What the task requires → Express the stretch of rows from the line containing "Mark the tree" through the end of the rows as a JSON list of strings, one string per line. Leave out blank lines and pictures.

Record set →
===============

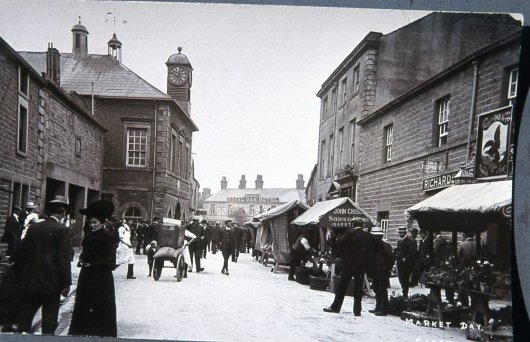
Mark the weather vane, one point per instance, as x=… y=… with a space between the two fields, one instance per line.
x=113 y=13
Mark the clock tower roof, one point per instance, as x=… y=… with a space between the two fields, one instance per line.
x=178 y=58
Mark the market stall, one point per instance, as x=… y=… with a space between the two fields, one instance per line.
x=482 y=210
x=330 y=218
x=277 y=220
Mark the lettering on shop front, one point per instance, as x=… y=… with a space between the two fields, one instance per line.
x=253 y=199
x=343 y=218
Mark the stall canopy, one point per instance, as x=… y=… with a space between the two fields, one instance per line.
x=281 y=209
x=468 y=207
x=277 y=230
x=335 y=213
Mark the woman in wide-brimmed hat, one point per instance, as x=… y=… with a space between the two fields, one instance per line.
x=95 y=303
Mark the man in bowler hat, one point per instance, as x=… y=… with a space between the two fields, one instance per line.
x=43 y=267
x=357 y=249
x=12 y=231
x=407 y=252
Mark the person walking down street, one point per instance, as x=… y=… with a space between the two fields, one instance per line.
x=381 y=275
x=407 y=251
x=124 y=252
x=423 y=259
x=189 y=239
x=441 y=252
x=300 y=251
x=154 y=230
x=357 y=249
x=28 y=217
x=227 y=244
x=148 y=235
x=140 y=230
x=216 y=237
x=12 y=232
x=195 y=247
x=237 y=241
x=43 y=268
x=151 y=251
x=206 y=234
x=94 y=311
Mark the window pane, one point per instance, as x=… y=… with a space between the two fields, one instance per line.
x=22 y=128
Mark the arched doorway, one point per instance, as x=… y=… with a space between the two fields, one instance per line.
x=133 y=214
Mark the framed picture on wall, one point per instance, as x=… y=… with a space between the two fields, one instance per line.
x=493 y=145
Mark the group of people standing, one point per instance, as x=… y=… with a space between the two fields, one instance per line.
x=228 y=238
x=41 y=253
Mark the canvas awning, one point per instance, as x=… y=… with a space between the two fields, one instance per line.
x=281 y=209
x=335 y=213
x=468 y=207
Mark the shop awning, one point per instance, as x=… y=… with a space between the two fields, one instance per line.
x=335 y=213
x=279 y=210
x=468 y=207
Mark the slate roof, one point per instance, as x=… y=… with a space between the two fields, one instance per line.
x=110 y=77
x=284 y=195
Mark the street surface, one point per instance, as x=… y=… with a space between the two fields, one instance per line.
x=251 y=304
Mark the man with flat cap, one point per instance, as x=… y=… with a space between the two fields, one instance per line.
x=227 y=244
x=43 y=267
x=357 y=249
x=407 y=251
x=12 y=231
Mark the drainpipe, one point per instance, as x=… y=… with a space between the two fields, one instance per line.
x=472 y=110
x=154 y=163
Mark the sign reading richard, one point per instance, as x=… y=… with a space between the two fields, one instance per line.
x=343 y=217
x=438 y=182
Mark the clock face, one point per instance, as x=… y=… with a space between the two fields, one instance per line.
x=177 y=75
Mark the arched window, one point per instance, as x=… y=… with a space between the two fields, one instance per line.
x=133 y=214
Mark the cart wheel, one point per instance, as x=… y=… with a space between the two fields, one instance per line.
x=157 y=269
x=180 y=265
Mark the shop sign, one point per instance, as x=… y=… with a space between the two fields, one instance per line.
x=493 y=143
x=438 y=182
x=347 y=185
x=253 y=198
x=343 y=217
x=431 y=166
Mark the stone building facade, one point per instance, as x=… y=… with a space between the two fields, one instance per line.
x=422 y=162
x=147 y=165
x=51 y=145
x=242 y=203
x=379 y=70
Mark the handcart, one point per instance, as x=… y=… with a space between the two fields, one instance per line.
x=171 y=240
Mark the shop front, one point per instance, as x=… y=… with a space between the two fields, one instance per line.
x=481 y=212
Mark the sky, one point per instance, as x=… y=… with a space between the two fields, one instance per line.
x=257 y=69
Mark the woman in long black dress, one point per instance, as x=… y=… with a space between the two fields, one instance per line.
x=95 y=303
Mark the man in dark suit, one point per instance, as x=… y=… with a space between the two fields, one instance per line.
x=12 y=231
x=357 y=249
x=238 y=234
x=43 y=267
x=423 y=259
x=140 y=230
x=381 y=274
x=196 y=246
x=407 y=252
x=227 y=244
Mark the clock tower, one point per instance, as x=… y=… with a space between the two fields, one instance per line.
x=179 y=72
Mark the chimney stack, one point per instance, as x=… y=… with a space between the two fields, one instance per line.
x=300 y=182
x=242 y=182
x=259 y=182
x=53 y=64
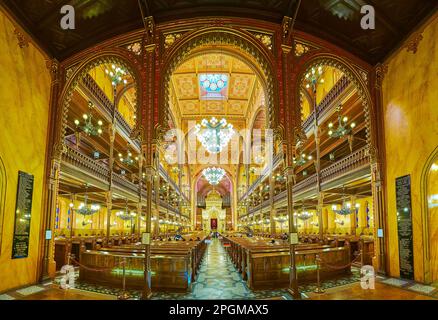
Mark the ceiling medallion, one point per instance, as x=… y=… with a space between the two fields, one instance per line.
x=343 y=129
x=214 y=135
x=213 y=175
x=88 y=126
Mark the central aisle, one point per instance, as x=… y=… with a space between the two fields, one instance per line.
x=219 y=279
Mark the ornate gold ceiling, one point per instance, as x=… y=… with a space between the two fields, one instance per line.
x=236 y=97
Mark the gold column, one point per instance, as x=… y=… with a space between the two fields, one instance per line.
x=271 y=201
x=147 y=291
x=140 y=189
x=377 y=181
x=109 y=206
x=112 y=132
x=47 y=267
x=353 y=216
x=320 y=219
x=49 y=264
x=293 y=283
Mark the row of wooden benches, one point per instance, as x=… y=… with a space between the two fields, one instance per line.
x=174 y=265
x=266 y=265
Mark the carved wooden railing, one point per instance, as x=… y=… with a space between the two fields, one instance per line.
x=124 y=184
x=327 y=102
x=169 y=180
x=305 y=184
x=280 y=196
x=267 y=171
x=355 y=160
x=167 y=206
x=82 y=162
x=105 y=103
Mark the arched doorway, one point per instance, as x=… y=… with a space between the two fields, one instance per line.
x=430 y=218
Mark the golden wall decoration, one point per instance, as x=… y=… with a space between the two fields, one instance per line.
x=410 y=116
x=225 y=38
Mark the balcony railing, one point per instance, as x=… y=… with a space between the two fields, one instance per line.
x=124 y=184
x=327 y=102
x=355 y=161
x=84 y=163
x=106 y=104
x=266 y=172
x=169 y=180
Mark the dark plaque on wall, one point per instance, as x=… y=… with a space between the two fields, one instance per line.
x=23 y=211
x=404 y=225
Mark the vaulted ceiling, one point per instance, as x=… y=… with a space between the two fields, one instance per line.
x=231 y=102
x=337 y=21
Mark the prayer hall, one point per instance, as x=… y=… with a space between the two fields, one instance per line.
x=225 y=150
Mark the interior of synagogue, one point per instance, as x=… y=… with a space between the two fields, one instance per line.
x=240 y=150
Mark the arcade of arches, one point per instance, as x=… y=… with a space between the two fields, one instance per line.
x=163 y=147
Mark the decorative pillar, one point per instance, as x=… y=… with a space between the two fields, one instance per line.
x=140 y=193
x=47 y=267
x=272 y=204
x=148 y=152
x=109 y=207
x=377 y=180
x=353 y=216
x=320 y=218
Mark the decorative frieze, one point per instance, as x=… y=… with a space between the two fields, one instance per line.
x=23 y=42
x=301 y=49
x=69 y=72
x=265 y=38
x=171 y=38
x=413 y=42
x=135 y=48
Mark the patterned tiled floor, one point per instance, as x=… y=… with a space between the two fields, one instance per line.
x=219 y=279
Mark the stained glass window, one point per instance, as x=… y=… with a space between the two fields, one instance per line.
x=213 y=86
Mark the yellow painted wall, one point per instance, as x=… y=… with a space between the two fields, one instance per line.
x=410 y=98
x=103 y=80
x=432 y=197
x=24 y=106
x=99 y=219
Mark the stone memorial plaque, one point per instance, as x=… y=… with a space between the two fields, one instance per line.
x=23 y=212
x=404 y=225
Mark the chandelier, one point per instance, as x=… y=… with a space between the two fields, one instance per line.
x=214 y=135
x=128 y=159
x=222 y=215
x=88 y=126
x=314 y=76
x=303 y=215
x=86 y=210
x=213 y=175
x=346 y=208
x=116 y=74
x=126 y=215
x=343 y=128
x=281 y=219
x=301 y=160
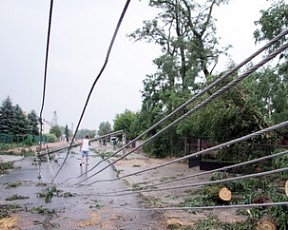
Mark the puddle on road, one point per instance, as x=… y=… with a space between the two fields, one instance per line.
x=84 y=208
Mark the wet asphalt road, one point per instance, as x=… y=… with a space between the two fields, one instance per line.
x=87 y=208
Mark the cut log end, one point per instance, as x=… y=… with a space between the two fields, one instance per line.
x=225 y=194
x=266 y=223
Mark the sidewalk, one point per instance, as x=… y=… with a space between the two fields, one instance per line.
x=10 y=158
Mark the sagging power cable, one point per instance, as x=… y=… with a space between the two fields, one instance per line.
x=201 y=104
x=94 y=83
x=181 y=107
x=147 y=186
x=222 y=145
x=204 y=182
x=230 y=206
x=44 y=86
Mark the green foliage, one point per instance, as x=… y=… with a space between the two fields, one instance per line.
x=127 y=121
x=272 y=21
x=15 y=123
x=86 y=132
x=5 y=166
x=16 y=197
x=33 y=123
x=6 y=118
x=6 y=210
x=104 y=128
x=13 y=185
x=50 y=138
x=56 y=130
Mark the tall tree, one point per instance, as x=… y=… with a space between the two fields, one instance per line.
x=186 y=32
x=20 y=121
x=33 y=123
x=104 y=128
x=126 y=121
x=6 y=117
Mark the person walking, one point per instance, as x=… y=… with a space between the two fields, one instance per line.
x=84 y=149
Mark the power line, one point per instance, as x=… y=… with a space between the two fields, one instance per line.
x=44 y=84
x=94 y=83
x=238 y=206
x=202 y=104
x=204 y=173
x=222 y=145
x=225 y=75
x=45 y=71
x=207 y=182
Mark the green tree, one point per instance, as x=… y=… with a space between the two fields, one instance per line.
x=104 y=128
x=186 y=32
x=20 y=121
x=56 y=130
x=32 y=119
x=126 y=121
x=6 y=118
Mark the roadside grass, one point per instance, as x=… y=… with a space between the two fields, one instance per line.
x=7 y=209
x=13 y=184
x=51 y=192
x=5 y=166
x=16 y=197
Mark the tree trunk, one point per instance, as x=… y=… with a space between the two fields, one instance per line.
x=266 y=223
x=286 y=187
x=220 y=193
x=225 y=194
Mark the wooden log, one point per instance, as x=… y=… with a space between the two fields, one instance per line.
x=225 y=194
x=266 y=223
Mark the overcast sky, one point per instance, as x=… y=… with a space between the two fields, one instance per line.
x=80 y=36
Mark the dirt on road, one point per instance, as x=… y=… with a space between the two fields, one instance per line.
x=166 y=197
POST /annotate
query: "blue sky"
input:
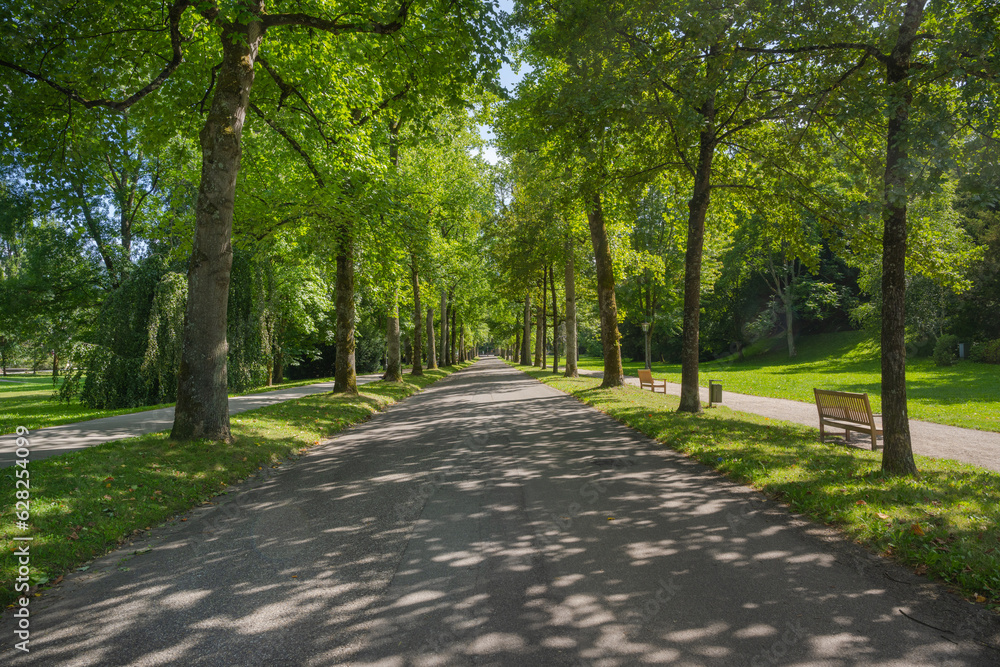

===============

Result of the task →
[
  "Mark the tree trunk, one point per instance, as x=… y=… with a space between the two fields, one instance per line.",
  "x=266 y=223",
  "x=286 y=187",
  "x=220 y=193",
  "x=225 y=194",
  "Mark the wooden log, one point per instance, as x=… y=… with a space between the two fields, one instance per line.",
  "x=225 y=194",
  "x=266 y=223",
  "Mark the overcast sky, one point per instance, as x=… y=… with a space between the two fields, one instance per line.",
  "x=80 y=36",
  "Mark the dirt on road, one point per instance, as x=… y=… with a space between the two fields, one instance per line.",
  "x=166 y=197",
  "POST /annotate",
  "query: \"blue sky\"",
  "input:"
]